Excerpts of pointing data
***

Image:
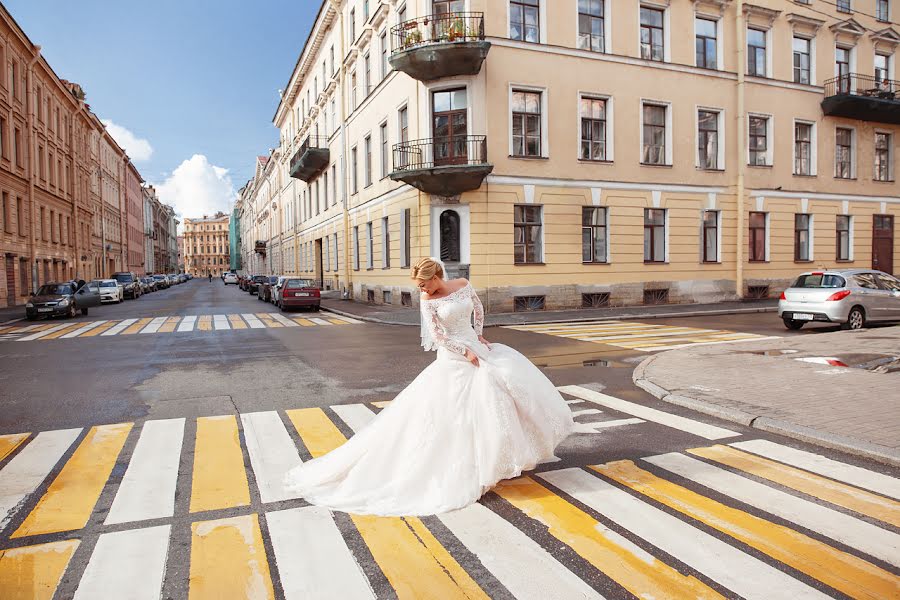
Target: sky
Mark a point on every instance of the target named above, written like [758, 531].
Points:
[187, 87]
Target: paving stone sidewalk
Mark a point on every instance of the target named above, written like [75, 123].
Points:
[763, 385]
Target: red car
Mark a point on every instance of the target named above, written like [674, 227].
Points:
[299, 293]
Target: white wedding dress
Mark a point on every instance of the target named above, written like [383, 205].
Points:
[452, 434]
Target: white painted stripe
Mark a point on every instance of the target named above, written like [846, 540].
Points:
[154, 325]
[127, 564]
[84, 329]
[528, 571]
[253, 321]
[30, 467]
[272, 454]
[864, 478]
[356, 416]
[119, 328]
[710, 432]
[741, 573]
[147, 490]
[838, 526]
[187, 324]
[312, 557]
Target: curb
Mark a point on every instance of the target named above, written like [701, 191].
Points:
[875, 452]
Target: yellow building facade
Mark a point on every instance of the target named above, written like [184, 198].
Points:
[566, 154]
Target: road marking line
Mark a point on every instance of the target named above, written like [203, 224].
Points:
[710, 432]
[312, 555]
[29, 468]
[272, 454]
[228, 559]
[855, 499]
[126, 564]
[844, 572]
[120, 327]
[848, 530]
[627, 564]
[147, 490]
[219, 479]
[34, 572]
[69, 501]
[414, 562]
[864, 478]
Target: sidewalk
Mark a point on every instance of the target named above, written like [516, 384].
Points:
[762, 385]
[392, 315]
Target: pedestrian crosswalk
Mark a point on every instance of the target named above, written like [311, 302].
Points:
[52, 330]
[727, 518]
[644, 337]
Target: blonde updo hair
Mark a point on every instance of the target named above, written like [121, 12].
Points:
[425, 269]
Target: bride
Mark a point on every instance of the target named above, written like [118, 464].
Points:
[479, 413]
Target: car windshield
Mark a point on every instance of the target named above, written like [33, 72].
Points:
[819, 280]
[55, 289]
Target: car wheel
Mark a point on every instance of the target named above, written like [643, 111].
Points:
[855, 320]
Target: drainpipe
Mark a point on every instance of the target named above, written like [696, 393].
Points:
[741, 144]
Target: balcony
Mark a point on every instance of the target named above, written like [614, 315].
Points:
[311, 159]
[445, 166]
[442, 45]
[863, 97]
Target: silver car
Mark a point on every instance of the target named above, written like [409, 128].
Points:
[851, 297]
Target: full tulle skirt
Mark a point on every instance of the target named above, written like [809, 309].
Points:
[445, 440]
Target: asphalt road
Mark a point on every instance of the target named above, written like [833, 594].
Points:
[135, 378]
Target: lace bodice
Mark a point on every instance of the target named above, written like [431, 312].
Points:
[448, 320]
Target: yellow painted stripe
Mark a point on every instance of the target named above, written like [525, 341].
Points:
[841, 494]
[228, 560]
[70, 499]
[136, 327]
[219, 478]
[170, 325]
[844, 572]
[640, 574]
[412, 559]
[98, 330]
[34, 572]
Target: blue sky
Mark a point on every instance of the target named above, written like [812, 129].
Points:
[189, 77]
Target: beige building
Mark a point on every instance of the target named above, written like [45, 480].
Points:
[572, 153]
[206, 245]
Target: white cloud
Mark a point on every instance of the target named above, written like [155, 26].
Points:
[137, 149]
[196, 188]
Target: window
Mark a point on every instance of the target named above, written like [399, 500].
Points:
[654, 235]
[843, 237]
[843, 153]
[525, 20]
[654, 143]
[803, 164]
[759, 141]
[883, 158]
[527, 236]
[705, 45]
[593, 129]
[758, 235]
[802, 53]
[652, 34]
[526, 114]
[708, 139]
[710, 236]
[801, 237]
[756, 52]
[591, 32]
[593, 235]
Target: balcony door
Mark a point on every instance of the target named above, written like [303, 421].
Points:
[450, 126]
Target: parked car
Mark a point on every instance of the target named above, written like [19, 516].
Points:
[851, 297]
[299, 293]
[62, 299]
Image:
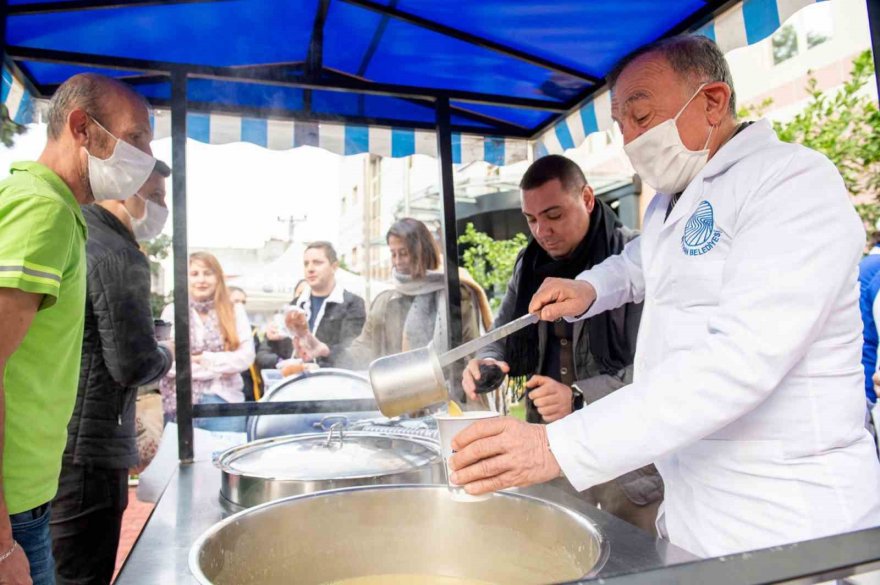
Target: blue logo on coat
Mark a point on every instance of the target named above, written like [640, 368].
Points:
[700, 234]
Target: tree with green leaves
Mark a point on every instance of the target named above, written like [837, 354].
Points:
[157, 250]
[8, 128]
[844, 126]
[490, 261]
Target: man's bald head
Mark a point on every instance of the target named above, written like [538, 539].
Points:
[92, 93]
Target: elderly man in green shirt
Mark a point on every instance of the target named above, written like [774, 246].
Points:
[98, 148]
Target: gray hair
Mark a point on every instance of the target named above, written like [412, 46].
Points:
[693, 57]
[86, 91]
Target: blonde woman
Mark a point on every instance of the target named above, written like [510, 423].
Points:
[220, 344]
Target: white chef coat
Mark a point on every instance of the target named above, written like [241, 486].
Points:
[748, 392]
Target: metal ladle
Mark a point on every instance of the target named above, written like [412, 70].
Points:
[412, 380]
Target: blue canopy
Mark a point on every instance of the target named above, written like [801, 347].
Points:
[363, 75]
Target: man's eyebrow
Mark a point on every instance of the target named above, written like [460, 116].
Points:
[636, 96]
[548, 210]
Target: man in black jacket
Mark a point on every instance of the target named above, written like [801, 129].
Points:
[570, 364]
[333, 314]
[119, 354]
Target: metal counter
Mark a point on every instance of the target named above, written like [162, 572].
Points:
[190, 505]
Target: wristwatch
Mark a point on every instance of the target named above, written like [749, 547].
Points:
[577, 398]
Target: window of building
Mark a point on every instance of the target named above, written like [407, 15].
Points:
[784, 44]
[809, 28]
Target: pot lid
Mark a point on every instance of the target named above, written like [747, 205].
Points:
[333, 455]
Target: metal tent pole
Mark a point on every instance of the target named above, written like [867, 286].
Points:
[874, 26]
[450, 234]
[181, 268]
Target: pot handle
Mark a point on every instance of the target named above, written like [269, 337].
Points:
[337, 426]
[338, 418]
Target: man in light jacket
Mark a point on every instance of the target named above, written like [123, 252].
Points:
[748, 391]
[332, 314]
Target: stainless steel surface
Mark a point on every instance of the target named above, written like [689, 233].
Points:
[279, 467]
[190, 505]
[465, 349]
[327, 384]
[408, 381]
[509, 539]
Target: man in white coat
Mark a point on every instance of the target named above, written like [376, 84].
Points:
[748, 389]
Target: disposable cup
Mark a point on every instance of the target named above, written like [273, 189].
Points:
[449, 426]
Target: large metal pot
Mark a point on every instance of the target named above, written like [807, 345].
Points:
[328, 385]
[279, 467]
[399, 530]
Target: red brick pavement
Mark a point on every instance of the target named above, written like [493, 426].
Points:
[133, 521]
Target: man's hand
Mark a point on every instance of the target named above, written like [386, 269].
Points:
[15, 570]
[559, 297]
[273, 334]
[308, 347]
[472, 373]
[500, 453]
[169, 345]
[296, 321]
[551, 398]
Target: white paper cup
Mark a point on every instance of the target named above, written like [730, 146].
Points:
[448, 426]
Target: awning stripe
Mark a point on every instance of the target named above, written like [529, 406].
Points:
[744, 24]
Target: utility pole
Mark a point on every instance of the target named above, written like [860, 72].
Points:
[292, 222]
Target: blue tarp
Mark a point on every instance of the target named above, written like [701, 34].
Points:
[553, 53]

***

# Exercise directions
Turn all the lines of these items into one numbered list, skipping blank lines and leaving out the pictures.

# Final result
1. Image:
2. Target: sky
3. Mark a point on every instance of the target named above, written like [758, 531].
4. Points:
5. [187, 87]
6. Target: paving stone sidewalk
7. Mark a point on every instance of the target named above, written like [75, 123].
8. Points:
9. [763, 385]
10. Target: red car
11. Mark a point on every instance of the target named above, written like [674, 227].
12. Points:
13. [299, 293]
14. Target: white wedding dress
15. Mark a point on every instance of the target named above, written like [383, 205].
16. Points:
17. [452, 434]
18. Target: white painted stripe
19. Mark a point on every instance of the target named above, written like [846, 540].
20. Points:
21. [154, 325]
22. [127, 564]
23. [84, 329]
24. [528, 571]
25. [253, 321]
26. [30, 467]
27. [272, 454]
28. [864, 478]
29. [356, 416]
30. [119, 328]
31. [710, 432]
32. [741, 573]
33. [147, 490]
34. [838, 526]
35. [187, 324]
36. [312, 557]
37. Target: curb
38. Mark a point on every instance of the target named above, written like [701, 191].
39. Points:
40. [875, 452]
41. Target: yellow building facade
42. Mark a point on every instance of the target named above, written like [184, 198].
43. Points:
44. [566, 154]
45. Target: road marking line
46. Mark a point on every instance of the target named above, written like [203, 224].
47. Points:
48. [710, 432]
49. [312, 555]
50. [29, 468]
51. [272, 454]
52. [228, 559]
53. [855, 499]
54. [126, 564]
55. [844, 572]
56. [120, 327]
57. [848, 530]
58. [627, 564]
59. [147, 490]
60. [219, 479]
61. [34, 572]
62. [69, 501]
63. [414, 562]
64. [864, 478]
65. Target: sidewalk
66. Mark a point on every instance of the target named above, written like [516, 384].
67. Points:
68. [762, 385]
69. [392, 315]
70. Target: pedestrian crosswalk
71. Mark a point on every instance of the target named above, written like [311, 302].
72. Points:
73. [52, 330]
74. [727, 518]
75. [644, 337]
76. Target: blonde updo hair
77. Mark a point on every instance of the target named above, written like [121, 12].
78. Points:
79. [425, 269]
80. Target: bride
81. Mark a point on every instance of the target named above, written like [118, 464].
82. Points:
83. [479, 413]
84. Target: car windshield
85. Mark a point on every instance of the target named above, written like [33, 72].
86. Points:
87. [819, 280]
88. [55, 289]
89. Target: car wheel
90. Mark a point on every instance of the target named above, written like [643, 111].
91. Points:
92. [855, 320]
93. Target: drainpipe
94. Mark a point on every instance of the target named above, written like [696, 393].
95. Points:
96. [741, 144]
97. Target: balcony
98. Mark a point on every instance of the target named above, written like [614, 315].
99. Points:
100. [311, 159]
101. [445, 166]
102. [442, 45]
103. [863, 97]
104. Target: silver car
105. Mark a point on every instance of the target named above, written like [409, 128].
106. Points:
107. [851, 297]
108. Target: full tulle skirt
109. Mark a point on every instance of the target named above, written like [809, 309].
110. Points:
111. [445, 440]
112. Target: asphalt road
113. Mark a point on every instance of the target named above, written like [833, 594].
114. Points:
115. [135, 378]
116. Target: lace bodice
117. Mark a point on every instance of the target named above, written like [431, 312].
118. Points:
119. [448, 320]
120. Target: yellow painted stripe
121. Mark a point on every instance of the target named above, written like [525, 341].
122. Points:
123. [841, 494]
124. [228, 560]
125. [70, 499]
126. [136, 327]
127. [219, 478]
128. [170, 325]
129. [844, 572]
130. [640, 574]
131. [412, 559]
132. [98, 330]
133. [34, 572]
134. Target: blue sky
135. Mark a point on every instance of the target named above, written like [812, 129].
136. Points:
137. [189, 77]
138. Target: beige building
139. Mark a point on every instance of the target named above, written like [45, 480].
140. Points:
141. [572, 153]
142. [206, 245]
143. Target: white cloud
144. Mark a point on every instance of the target named above, written like [155, 26].
145. Points:
146. [137, 149]
147. [196, 188]
148. Target: window
149. Mark a point on every instance of the target named above, written like [399, 500].
150. Points:
151. [654, 235]
152. [843, 237]
153. [843, 153]
154. [525, 20]
155. [654, 143]
156. [803, 164]
157. [759, 141]
158. [883, 158]
159. [527, 236]
160. [705, 45]
161. [593, 129]
162. [758, 235]
163. [802, 53]
164. [652, 34]
165. [526, 114]
166. [708, 139]
167. [710, 236]
168. [801, 237]
169. [756, 52]
170. [591, 32]
171. [593, 235]
172. Target: balcony door
173. Mark a point on every instance of the target named above, written like [303, 421].
174. Points:
175. [450, 126]
176. Target: parked car
177. Mark a point on every instance of the target named above, written like [19, 516].
178. Points:
179. [851, 297]
180. [299, 293]
181. [62, 299]
182. Image:
183. Target: blue logo on coat
184. Mark a point on every instance of the target named above, written like [640, 368].
185. Points:
186. [700, 234]
187. Target: tree with green leaves
188. Mark a point on every instance of the target named above, written like [837, 354].
189. Points:
190. [157, 250]
191. [8, 128]
192. [844, 126]
193. [490, 261]
194. Target: man's bald head
195. Mark a point on every instance of the target named above, written like [538, 539].
196. Points:
197. [92, 93]
198. Target: elderly man in green shirt
199. Mark a point on every instance of the target named above, written like [774, 246].
200. Points:
201. [98, 148]
202. Target: gray hair
203. Mark a point on every instance of the target named above, written like [412, 46].
204. Points:
205. [693, 57]
206. [86, 91]
207. Target: blonde woman
208. Mark a point on every instance of the target named above, written like [510, 423].
209. Points:
210. [220, 344]
211. Target: white chef coat
212. Mark a point on every instance of the target named above, written like [241, 486].
213. Points:
214. [748, 392]
215. Target: metal ladle
216. Mark a point on every instance of the target named above, written like [412, 70].
217. Points:
218. [412, 380]
219. Target: blue canopy
220. Mark a point on every instance of the target named above, written like [801, 347].
221. Points:
222. [363, 75]
223. Target: man's eyebrow
224. Mark a point on every instance of the target named above, written like [460, 116].
225. Points:
226. [636, 96]
227. [548, 210]
228. Target: man in black jacket
229. Mark a point on every instance of the target named above, written like [801, 129].
230. Points:
231. [570, 364]
232. [333, 314]
233. [119, 354]
234. Target: metal counter
235. Mark a point on every instance of the target named above, written like [162, 572].
236. Points:
237. [190, 505]
238. Target: wristwatch
239. Mark a point on every instance of the target named above, written like [749, 547].
240. Points:
241. [577, 398]
242. Target: window of building
243. Mark a point on every instance of the target named above, written like [407, 15].
244. Points:
245. [784, 44]
246. [809, 28]
247. Target: pot lid
248. Mark a point on every instance of the target named above, written like [747, 205].
249. Points:
250. [333, 455]
251. Target: metal tent pole
252. Mark a point on every instance of the target named above, written like [867, 286].
253. Points:
254. [874, 26]
255. [450, 234]
256. [181, 268]
257. Target: pot handle
258. Mark a point on every instance of the target named above, written like [269, 337].
259. Points:
260. [337, 426]
261. [338, 418]
262. Target: man in light jacket
263. Mark a point on every instance of the target named above, written like [123, 252].
264. Points:
265. [748, 391]
266. [332, 314]
267. Target: stainless steel surface
268. Mark a point on every instance of the target named above, written like [689, 233].
269. Points:
270. [279, 467]
271. [190, 505]
272. [465, 349]
273. [327, 384]
274. [408, 381]
275. [509, 539]
276. Target: man in white coat
277. Mark a point on every instance of the target named above, written like [376, 84].
278. Points:
279. [748, 389]
280. Target: disposable cup
281. Mark a point on every instance of the target named above, written like [273, 189].
282. Points:
283. [449, 426]
284. Target: large metal pot
285. Mark a point on every instance of the target named above, written like [807, 345].
286. Points:
287. [328, 385]
288. [279, 467]
289. [399, 530]
290. Target: red brick pavement
291. Mark a point on every instance of the target named above, written like [493, 426].
292. Points:
293. [133, 521]
294. Target: man's hand
295. Mark a point on every instance of the target named above, written like [386, 269].
296. Points:
297. [15, 570]
298. [559, 297]
299. [273, 334]
300. [308, 347]
301. [472, 373]
302. [500, 453]
303. [169, 345]
304. [296, 321]
305. [551, 398]
306. Target: white paper cup
307. Mark a point on every instance of the target named above, written like [730, 146].
308. Points:
309. [448, 426]
310. Target: awning stripe
311. Mark a point on every instance of the target named above, written like [529, 406].
312. Points:
313. [744, 24]
314. Target: utility pole
315. Mark a point on every instance of the target named above, written like [860, 72].
316. Points:
317. [292, 222]
318. Target: blue tarp
319. Mark a point on every instance of the target named above, written like [701, 34].
320. Points:
321. [553, 53]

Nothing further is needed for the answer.